- **DO THIS**
Substitute "Template" for every "Format" in the part that opens with the line containing "Name the bounding box of the sidewalk" and closes at the end of the items, and give that part back with nothing else changed.

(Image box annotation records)
• • •
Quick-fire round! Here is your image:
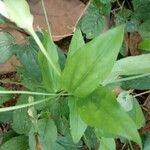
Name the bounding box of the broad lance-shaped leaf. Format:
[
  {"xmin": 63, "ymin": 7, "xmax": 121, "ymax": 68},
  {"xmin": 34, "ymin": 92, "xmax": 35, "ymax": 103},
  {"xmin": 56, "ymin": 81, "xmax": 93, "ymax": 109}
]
[
  {"xmin": 68, "ymin": 97, "xmax": 87, "ymax": 143},
  {"xmin": 78, "ymin": 87, "xmax": 141, "ymax": 146},
  {"xmin": 62, "ymin": 26, "xmax": 124, "ymax": 97},
  {"xmin": 67, "ymin": 28, "xmax": 85, "ymax": 57},
  {"xmin": 0, "ymin": 135, "xmax": 29, "ymax": 150},
  {"xmin": 98, "ymin": 137, "xmax": 116, "ymax": 150},
  {"xmin": 38, "ymin": 32, "xmax": 61, "ymax": 92}
]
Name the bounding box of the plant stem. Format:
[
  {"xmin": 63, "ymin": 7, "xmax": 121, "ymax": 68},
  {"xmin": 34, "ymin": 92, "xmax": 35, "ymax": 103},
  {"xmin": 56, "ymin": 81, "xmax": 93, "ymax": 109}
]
[
  {"xmin": 29, "ymin": 29, "xmax": 60, "ymax": 76},
  {"xmin": 41, "ymin": 0, "xmax": 52, "ymax": 39},
  {"xmin": 129, "ymin": 141, "xmax": 134, "ymax": 150},
  {"xmin": 83, "ymin": 134, "xmax": 91, "ymax": 150},
  {"xmin": 0, "ymin": 97, "xmax": 54, "ymax": 112}
]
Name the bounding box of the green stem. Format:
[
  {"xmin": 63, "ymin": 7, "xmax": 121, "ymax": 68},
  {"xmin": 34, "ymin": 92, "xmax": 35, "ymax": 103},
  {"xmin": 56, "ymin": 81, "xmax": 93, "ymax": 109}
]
[
  {"xmin": 0, "ymin": 91, "xmax": 72, "ymax": 96},
  {"xmin": 41, "ymin": 0, "xmax": 52, "ymax": 40},
  {"xmin": 0, "ymin": 91, "xmax": 58, "ymax": 96},
  {"xmin": 83, "ymin": 134, "xmax": 91, "ymax": 150},
  {"xmin": 0, "ymin": 97, "xmax": 54, "ymax": 112},
  {"xmin": 29, "ymin": 29, "xmax": 60, "ymax": 76},
  {"xmin": 129, "ymin": 141, "xmax": 134, "ymax": 150}
]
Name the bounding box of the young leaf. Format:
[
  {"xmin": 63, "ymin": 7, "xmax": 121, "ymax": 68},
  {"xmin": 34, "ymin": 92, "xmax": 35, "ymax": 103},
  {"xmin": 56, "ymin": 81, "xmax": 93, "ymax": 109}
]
[
  {"xmin": 99, "ymin": 137, "xmax": 116, "ymax": 150},
  {"xmin": 68, "ymin": 97, "xmax": 87, "ymax": 143},
  {"xmin": 38, "ymin": 32, "xmax": 61, "ymax": 92},
  {"xmin": 0, "ymin": 32, "xmax": 14, "ymax": 64},
  {"xmin": 4, "ymin": 0, "xmax": 33, "ymax": 30},
  {"xmin": 117, "ymin": 92, "xmax": 145, "ymax": 129},
  {"xmin": 0, "ymin": 135, "xmax": 29, "ymax": 150},
  {"xmin": 78, "ymin": 87, "xmax": 141, "ymax": 146},
  {"xmin": 138, "ymin": 38, "xmax": 150, "ymax": 51},
  {"xmin": 121, "ymin": 75, "xmax": 150, "ymax": 90},
  {"xmin": 111, "ymin": 54, "xmax": 150, "ymax": 75},
  {"xmin": 62, "ymin": 26, "xmax": 124, "ymax": 97},
  {"xmin": 67, "ymin": 28, "xmax": 85, "ymax": 57},
  {"xmin": 103, "ymin": 54, "xmax": 150, "ymax": 85}
]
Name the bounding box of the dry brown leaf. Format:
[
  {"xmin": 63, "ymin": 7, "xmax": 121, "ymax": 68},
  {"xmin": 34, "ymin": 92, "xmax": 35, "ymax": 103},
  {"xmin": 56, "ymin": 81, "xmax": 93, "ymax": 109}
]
[
  {"xmin": 29, "ymin": 0, "xmax": 85, "ymax": 41},
  {"xmin": 0, "ymin": 0, "xmax": 85, "ymax": 73}
]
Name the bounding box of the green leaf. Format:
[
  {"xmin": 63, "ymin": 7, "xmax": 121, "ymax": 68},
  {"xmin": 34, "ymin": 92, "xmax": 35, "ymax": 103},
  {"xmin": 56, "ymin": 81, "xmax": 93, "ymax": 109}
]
[
  {"xmin": 68, "ymin": 97, "xmax": 87, "ymax": 143},
  {"xmin": 38, "ymin": 32, "xmax": 61, "ymax": 92},
  {"xmin": 121, "ymin": 76, "xmax": 150, "ymax": 90},
  {"xmin": 80, "ymin": 4, "xmax": 105, "ymax": 39},
  {"xmin": 12, "ymin": 95, "xmax": 31, "ymax": 135},
  {"xmin": 99, "ymin": 137, "xmax": 116, "ymax": 150},
  {"xmin": 4, "ymin": 0, "xmax": 33, "ymax": 30},
  {"xmin": 0, "ymin": 32, "xmax": 15, "ymax": 64},
  {"xmin": 138, "ymin": 38, "xmax": 150, "ymax": 51},
  {"xmin": 62, "ymin": 26, "xmax": 124, "ymax": 97},
  {"xmin": 67, "ymin": 28, "xmax": 85, "ymax": 57},
  {"xmin": 117, "ymin": 92, "xmax": 145, "ymax": 129},
  {"xmin": 143, "ymin": 133, "xmax": 150, "ymax": 150},
  {"xmin": 104, "ymin": 54, "xmax": 150, "ymax": 83},
  {"xmin": 0, "ymin": 135, "xmax": 28, "ymax": 150},
  {"xmin": 78, "ymin": 87, "xmax": 141, "ymax": 146},
  {"xmin": 37, "ymin": 119, "xmax": 57, "ymax": 150},
  {"xmin": 0, "ymin": 87, "xmax": 11, "ymax": 104}
]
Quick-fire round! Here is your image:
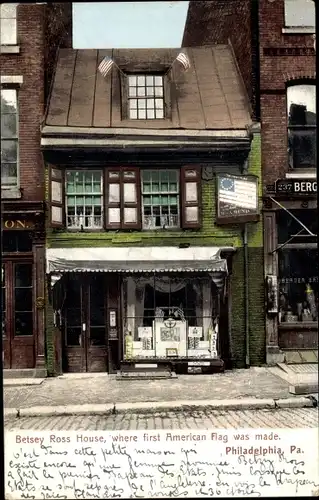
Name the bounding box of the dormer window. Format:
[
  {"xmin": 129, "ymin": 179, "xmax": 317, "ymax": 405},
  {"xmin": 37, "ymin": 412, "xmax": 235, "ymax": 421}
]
[{"xmin": 128, "ymin": 74, "xmax": 164, "ymax": 120}]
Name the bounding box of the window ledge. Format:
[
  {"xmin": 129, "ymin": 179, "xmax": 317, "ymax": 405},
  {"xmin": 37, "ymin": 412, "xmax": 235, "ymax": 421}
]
[
  {"xmin": 285, "ymin": 172, "xmax": 317, "ymax": 179},
  {"xmin": 278, "ymin": 321, "xmax": 318, "ymax": 330},
  {"xmin": 281, "ymin": 26, "xmax": 316, "ymax": 35},
  {"xmin": 0, "ymin": 45, "xmax": 20, "ymax": 54},
  {"xmin": 1, "ymin": 187, "xmax": 22, "ymax": 200}
]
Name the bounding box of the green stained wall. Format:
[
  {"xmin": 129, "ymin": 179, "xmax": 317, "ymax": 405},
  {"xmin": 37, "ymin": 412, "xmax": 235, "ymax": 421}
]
[{"xmin": 46, "ymin": 131, "xmax": 265, "ymax": 373}]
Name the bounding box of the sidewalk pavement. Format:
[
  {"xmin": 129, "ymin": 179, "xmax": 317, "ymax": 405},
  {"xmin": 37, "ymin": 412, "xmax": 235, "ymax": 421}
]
[{"xmin": 4, "ymin": 367, "xmax": 316, "ymax": 417}]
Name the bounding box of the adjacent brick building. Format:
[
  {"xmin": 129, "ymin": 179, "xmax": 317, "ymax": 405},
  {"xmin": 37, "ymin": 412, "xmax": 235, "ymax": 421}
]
[
  {"xmin": 0, "ymin": 3, "xmax": 72, "ymax": 370},
  {"xmin": 41, "ymin": 44, "xmax": 265, "ymax": 374},
  {"xmin": 183, "ymin": 0, "xmax": 318, "ymax": 362}
]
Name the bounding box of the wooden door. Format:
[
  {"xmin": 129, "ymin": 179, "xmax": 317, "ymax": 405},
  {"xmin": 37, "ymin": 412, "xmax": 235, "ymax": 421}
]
[
  {"xmin": 1, "ymin": 259, "xmax": 35, "ymax": 369},
  {"xmin": 63, "ymin": 273, "xmax": 107, "ymax": 372},
  {"xmin": 85, "ymin": 273, "xmax": 108, "ymax": 372}
]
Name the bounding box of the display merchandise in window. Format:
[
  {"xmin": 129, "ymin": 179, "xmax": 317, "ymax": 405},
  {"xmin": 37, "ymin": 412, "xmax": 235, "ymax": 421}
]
• • •
- **RESPONSE TO THIS TASK**
Name the bounding box of the sidewalk pavement. Template:
[
  {"xmin": 129, "ymin": 179, "xmax": 317, "ymax": 405},
  {"xmin": 37, "ymin": 412, "xmax": 235, "ymax": 421}
]
[{"xmin": 4, "ymin": 367, "xmax": 316, "ymax": 417}]
Name the bounding box of the adjacent brick building. Template:
[
  {"xmin": 129, "ymin": 179, "xmax": 317, "ymax": 405},
  {"xmin": 37, "ymin": 412, "xmax": 235, "ymax": 421}
]
[
  {"xmin": 0, "ymin": 3, "xmax": 72, "ymax": 370},
  {"xmin": 41, "ymin": 44, "xmax": 265, "ymax": 374},
  {"xmin": 183, "ymin": 0, "xmax": 318, "ymax": 362}
]
Name the bounding box of the wooden door. Template:
[
  {"xmin": 129, "ymin": 179, "xmax": 317, "ymax": 405},
  {"xmin": 37, "ymin": 412, "xmax": 235, "ymax": 421}
]
[
  {"xmin": 1, "ymin": 259, "xmax": 35, "ymax": 369},
  {"xmin": 63, "ymin": 273, "xmax": 107, "ymax": 372},
  {"xmin": 85, "ymin": 273, "xmax": 108, "ymax": 372}
]
Name the bounding box of the display merchandise in window. Template:
[
  {"xmin": 129, "ymin": 179, "xmax": 317, "ymax": 405},
  {"xmin": 37, "ymin": 412, "xmax": 235, "ymax": 421}
]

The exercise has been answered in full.